#### PAGE TEXT:

########

On our way out of Littlehampton and into Climping, we passed a loopholed wall. It was some kind of fortification. What was this, or what did it used to be? Certainly Littlhampton has its own fort, the Littlehampton Redoubt, built in 1854, to protect the mouth of the River Arun from French attack during the Napoleonic Wars, but that lay back east. This was something different. It was made of reinforced concrete; a World War II fortification perhaps?
Whatever this was, we only spent a short while thinking about it. My eyes were drawn to other things. My favourite colour is green, and green was out in force today!
It doesn’t take much green to make all the difference to a landscape, especially when there is a clear blue sky to accentuate it.
When we reached Elmer, Mother Nature showed us that if Man provides the canvas, she’ll provide the paint!
The timber breakwater boards stood battle-weary, waiting patiently to hold back the next tide.

########

#### TO DO:
[a] Transcribe the walk account from "On our way out" up to and including "II fortification perhaps?".
[b] Do these statements agree with the walk account? Answer yes or no for each and quote the words that decide it. (i) The Littlehampton Redoubt was built in 1854. (ii) The loopholed wall was made of timber. (iii) The writer's favorite color is blue.
The records below come from a different source than the walk account.

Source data
########

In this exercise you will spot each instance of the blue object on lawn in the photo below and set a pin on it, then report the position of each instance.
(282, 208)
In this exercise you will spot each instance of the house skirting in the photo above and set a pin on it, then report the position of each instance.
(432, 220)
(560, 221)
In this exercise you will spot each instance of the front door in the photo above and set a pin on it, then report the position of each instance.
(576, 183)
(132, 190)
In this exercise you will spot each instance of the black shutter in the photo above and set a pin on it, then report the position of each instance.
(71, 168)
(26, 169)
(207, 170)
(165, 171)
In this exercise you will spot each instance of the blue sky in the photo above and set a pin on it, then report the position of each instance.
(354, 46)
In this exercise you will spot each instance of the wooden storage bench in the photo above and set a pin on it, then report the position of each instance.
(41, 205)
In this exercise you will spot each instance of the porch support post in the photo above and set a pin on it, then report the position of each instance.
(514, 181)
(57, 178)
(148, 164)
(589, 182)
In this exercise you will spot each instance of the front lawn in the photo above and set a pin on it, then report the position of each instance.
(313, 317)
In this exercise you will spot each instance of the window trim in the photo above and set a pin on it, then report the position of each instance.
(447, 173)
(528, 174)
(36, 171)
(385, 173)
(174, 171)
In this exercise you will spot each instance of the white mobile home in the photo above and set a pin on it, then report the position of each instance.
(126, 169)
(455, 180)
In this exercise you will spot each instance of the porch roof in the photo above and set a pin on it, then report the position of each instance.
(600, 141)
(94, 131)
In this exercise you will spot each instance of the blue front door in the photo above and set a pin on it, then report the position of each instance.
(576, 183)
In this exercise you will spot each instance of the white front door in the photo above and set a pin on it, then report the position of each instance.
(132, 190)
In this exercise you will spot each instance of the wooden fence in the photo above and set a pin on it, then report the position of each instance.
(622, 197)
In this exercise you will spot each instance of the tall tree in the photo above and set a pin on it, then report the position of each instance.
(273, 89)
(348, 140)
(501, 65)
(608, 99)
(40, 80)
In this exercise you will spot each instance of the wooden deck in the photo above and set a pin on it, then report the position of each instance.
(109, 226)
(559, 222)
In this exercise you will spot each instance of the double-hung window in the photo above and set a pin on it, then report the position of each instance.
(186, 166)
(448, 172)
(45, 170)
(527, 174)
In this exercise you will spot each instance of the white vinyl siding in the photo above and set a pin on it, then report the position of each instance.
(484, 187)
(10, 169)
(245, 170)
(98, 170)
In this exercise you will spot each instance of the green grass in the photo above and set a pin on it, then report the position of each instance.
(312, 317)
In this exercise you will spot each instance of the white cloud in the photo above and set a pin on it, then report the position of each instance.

########

#### SOLVED TASKS:
[a]
On our way out of Littlehampton and into Climping, we passed a loopholed wall. It was some kind of fortification. What was this, or what did it used to be? Certainly Littlhampton has its own fort, the Littlehampton Redoubt, built in 1854, to protect the mouth of the River Arun from French attack during the Napoleonic Wars, but that lay back east. This was something different. It was made of reinforced concrete; a World War II fortification perhaps?

[b]
(i) Yes: "the Littlehampton Redoubt, built in 1854"
(ii) No: "It was made of reinforced concrete"
(iii) No: "My favourite colour is green"